Rows excerpted from a collection
□ □ □
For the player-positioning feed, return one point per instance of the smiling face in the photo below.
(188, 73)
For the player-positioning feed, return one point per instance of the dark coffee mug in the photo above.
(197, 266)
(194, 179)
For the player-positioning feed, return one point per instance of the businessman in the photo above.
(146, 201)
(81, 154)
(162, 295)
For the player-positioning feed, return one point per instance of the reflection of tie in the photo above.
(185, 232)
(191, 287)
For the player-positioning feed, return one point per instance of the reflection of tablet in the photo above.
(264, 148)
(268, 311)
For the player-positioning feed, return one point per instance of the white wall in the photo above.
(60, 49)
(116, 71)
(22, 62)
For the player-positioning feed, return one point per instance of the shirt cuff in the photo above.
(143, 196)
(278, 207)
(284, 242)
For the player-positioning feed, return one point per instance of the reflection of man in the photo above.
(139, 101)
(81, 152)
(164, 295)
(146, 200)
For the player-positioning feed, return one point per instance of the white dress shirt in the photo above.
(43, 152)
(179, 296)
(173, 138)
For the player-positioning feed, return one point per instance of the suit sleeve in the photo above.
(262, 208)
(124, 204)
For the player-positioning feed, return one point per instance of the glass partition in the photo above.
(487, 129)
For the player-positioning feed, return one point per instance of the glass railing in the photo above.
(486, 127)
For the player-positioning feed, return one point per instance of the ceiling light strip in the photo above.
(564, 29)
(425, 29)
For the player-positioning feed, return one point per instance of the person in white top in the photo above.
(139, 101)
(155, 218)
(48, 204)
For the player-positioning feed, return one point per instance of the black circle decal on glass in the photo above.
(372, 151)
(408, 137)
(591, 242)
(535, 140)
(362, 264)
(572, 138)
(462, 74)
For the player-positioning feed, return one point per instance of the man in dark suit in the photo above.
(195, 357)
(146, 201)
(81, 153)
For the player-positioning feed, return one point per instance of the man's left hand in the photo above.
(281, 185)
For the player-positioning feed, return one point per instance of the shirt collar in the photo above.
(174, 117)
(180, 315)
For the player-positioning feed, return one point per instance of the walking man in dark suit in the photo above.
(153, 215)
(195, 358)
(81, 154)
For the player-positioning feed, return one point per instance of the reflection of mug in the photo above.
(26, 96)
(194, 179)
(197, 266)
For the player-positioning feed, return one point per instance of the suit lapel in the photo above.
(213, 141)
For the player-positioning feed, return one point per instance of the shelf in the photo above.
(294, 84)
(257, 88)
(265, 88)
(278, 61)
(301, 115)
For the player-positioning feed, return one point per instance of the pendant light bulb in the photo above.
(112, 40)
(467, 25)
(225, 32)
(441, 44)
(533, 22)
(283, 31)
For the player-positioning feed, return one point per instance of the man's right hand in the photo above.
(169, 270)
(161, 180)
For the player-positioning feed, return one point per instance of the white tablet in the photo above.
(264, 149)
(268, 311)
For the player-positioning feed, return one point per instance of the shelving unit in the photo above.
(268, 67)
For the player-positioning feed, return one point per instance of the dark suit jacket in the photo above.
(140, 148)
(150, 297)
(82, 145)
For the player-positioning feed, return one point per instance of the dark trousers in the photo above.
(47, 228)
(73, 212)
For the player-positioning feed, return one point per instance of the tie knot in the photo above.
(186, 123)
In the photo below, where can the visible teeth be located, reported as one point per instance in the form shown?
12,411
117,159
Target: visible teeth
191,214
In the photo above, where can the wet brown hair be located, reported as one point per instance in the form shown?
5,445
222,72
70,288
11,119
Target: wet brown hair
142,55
□ □ □
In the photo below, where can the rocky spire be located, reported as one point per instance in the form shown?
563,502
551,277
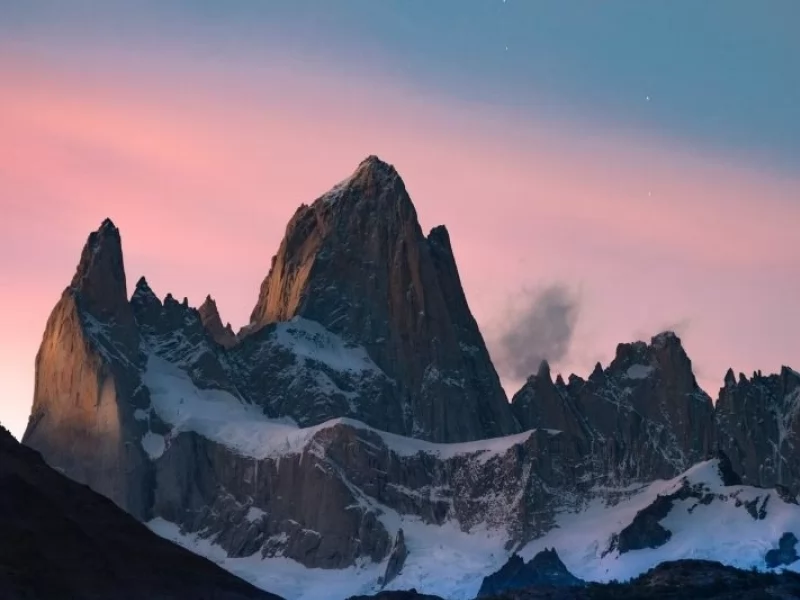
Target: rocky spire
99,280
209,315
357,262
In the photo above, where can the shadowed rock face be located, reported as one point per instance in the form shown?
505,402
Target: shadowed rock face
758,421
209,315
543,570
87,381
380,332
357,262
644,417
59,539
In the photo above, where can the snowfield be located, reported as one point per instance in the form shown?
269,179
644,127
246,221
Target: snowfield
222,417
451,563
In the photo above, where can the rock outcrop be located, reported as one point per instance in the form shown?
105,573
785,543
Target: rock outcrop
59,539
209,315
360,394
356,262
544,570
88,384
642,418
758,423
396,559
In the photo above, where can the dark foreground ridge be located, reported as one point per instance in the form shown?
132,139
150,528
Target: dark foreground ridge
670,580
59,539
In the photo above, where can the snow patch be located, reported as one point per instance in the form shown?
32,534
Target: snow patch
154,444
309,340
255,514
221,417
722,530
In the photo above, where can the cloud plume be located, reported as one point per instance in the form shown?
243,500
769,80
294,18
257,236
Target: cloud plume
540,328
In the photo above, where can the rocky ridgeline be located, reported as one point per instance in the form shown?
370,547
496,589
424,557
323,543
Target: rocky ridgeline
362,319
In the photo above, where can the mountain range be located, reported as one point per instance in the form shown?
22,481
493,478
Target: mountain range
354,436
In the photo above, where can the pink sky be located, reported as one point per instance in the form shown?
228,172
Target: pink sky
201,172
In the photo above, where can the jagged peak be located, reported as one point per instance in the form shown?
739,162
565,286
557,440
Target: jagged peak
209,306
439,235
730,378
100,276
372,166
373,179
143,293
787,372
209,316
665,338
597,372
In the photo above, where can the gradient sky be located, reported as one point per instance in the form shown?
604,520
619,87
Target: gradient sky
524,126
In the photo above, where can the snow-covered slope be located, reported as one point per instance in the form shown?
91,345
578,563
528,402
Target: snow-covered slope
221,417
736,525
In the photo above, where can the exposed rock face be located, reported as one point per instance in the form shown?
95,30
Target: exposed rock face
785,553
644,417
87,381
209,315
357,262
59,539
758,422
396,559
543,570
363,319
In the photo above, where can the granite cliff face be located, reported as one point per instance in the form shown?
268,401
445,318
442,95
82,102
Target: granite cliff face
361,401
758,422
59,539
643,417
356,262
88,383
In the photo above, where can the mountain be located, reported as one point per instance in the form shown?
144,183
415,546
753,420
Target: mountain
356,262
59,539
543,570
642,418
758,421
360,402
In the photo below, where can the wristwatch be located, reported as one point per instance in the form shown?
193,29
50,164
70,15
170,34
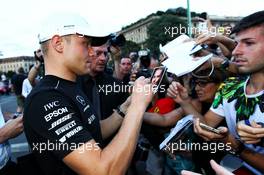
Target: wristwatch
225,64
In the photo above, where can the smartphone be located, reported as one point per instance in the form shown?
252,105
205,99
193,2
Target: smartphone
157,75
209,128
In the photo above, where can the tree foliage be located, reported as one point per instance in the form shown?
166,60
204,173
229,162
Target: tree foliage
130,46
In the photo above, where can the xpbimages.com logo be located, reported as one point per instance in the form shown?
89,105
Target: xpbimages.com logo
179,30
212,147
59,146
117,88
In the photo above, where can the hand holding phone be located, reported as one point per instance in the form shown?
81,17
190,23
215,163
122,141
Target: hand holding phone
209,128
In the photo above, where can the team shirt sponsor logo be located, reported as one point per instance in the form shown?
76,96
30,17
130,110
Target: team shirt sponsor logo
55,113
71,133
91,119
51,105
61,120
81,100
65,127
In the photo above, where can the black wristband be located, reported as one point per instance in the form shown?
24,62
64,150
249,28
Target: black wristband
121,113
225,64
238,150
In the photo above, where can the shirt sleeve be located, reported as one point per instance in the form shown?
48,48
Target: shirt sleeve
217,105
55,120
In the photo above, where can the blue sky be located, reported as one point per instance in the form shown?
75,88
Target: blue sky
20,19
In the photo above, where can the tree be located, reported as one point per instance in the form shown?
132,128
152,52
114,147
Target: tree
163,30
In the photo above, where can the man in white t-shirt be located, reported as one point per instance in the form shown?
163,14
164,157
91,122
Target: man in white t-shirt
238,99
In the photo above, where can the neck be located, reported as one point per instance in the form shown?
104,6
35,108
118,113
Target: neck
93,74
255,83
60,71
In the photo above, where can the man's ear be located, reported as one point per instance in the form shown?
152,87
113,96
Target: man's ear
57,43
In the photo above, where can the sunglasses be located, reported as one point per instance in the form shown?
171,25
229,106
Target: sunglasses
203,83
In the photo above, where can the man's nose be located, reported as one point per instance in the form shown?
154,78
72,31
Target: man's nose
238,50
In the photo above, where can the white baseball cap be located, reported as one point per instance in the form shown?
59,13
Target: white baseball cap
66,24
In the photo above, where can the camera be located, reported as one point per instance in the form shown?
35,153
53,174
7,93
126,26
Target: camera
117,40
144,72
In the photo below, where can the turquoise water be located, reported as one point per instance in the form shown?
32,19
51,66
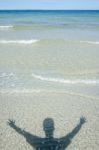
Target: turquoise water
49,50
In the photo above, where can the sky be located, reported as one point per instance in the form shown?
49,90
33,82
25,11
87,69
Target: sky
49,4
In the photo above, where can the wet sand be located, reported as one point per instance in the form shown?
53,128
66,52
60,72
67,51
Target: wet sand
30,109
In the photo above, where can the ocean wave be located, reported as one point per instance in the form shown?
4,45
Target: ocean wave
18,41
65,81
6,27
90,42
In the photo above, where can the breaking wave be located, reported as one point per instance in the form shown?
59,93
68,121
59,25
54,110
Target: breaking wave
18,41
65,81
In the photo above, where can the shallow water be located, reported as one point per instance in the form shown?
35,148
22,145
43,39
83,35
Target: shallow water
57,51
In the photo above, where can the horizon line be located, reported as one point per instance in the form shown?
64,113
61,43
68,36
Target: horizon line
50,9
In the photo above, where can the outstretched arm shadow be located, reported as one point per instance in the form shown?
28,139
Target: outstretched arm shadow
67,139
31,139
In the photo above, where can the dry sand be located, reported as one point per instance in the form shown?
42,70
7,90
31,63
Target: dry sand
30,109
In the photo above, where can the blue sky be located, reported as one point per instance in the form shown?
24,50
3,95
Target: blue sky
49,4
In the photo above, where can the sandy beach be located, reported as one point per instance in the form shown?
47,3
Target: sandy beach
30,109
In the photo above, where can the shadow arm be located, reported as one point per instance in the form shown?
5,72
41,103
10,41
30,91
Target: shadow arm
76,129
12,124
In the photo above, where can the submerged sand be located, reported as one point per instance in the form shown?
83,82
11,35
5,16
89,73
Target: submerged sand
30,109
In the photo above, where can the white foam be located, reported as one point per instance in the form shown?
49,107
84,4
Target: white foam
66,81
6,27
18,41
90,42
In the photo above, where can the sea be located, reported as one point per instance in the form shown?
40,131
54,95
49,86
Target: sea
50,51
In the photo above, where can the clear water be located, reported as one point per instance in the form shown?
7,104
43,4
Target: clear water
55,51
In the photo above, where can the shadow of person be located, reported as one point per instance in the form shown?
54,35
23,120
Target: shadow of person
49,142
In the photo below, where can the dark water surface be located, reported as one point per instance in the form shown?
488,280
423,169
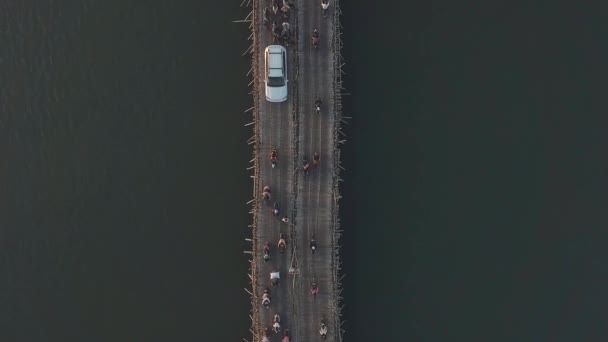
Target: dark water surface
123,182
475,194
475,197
□ □ □
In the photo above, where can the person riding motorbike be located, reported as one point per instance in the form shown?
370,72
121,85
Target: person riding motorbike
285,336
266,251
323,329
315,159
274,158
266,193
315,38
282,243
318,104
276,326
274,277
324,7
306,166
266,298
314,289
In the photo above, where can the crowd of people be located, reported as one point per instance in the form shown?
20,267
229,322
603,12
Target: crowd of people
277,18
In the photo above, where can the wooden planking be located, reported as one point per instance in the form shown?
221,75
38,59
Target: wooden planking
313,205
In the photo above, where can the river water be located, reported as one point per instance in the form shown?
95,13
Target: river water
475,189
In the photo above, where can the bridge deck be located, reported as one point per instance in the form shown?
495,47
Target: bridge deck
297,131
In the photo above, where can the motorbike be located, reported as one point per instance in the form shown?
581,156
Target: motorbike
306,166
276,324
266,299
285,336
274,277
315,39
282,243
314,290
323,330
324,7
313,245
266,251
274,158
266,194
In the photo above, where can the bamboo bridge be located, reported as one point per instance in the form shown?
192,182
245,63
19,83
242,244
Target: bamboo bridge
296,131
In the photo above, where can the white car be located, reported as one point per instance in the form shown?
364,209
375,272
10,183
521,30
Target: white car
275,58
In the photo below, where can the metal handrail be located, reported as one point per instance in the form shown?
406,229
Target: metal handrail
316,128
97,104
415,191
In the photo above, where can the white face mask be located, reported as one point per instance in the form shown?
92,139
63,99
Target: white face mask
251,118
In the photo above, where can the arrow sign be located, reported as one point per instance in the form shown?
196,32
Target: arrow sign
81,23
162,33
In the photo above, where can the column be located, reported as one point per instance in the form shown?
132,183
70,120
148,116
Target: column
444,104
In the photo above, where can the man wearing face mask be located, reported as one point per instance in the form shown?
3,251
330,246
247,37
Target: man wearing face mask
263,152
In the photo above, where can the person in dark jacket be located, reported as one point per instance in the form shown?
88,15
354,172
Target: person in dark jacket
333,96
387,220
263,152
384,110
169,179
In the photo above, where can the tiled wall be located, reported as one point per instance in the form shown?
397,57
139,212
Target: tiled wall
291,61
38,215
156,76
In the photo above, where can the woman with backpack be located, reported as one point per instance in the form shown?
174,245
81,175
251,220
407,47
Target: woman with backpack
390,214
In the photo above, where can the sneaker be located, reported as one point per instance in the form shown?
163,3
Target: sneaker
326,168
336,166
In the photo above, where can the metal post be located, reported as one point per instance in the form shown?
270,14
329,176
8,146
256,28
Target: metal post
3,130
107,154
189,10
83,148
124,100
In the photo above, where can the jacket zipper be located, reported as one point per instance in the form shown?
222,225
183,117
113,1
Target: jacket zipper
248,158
□ □ □
PROBLEM TO WORK ON
Collect each row above that contains the string "jacket", and copy every such row in full.

SOLUTION
For the player-positioning feed, return one point per instance of the dark suit jacket in the photo above.
In the photo above, where can the person in dark jacket be located, reported as one point per instance in the form shown?
Target: person in dark jacket
In the photo above, where can the jacket zipper be located, reported as one point per instance in the form shown?
Target: jacket zipper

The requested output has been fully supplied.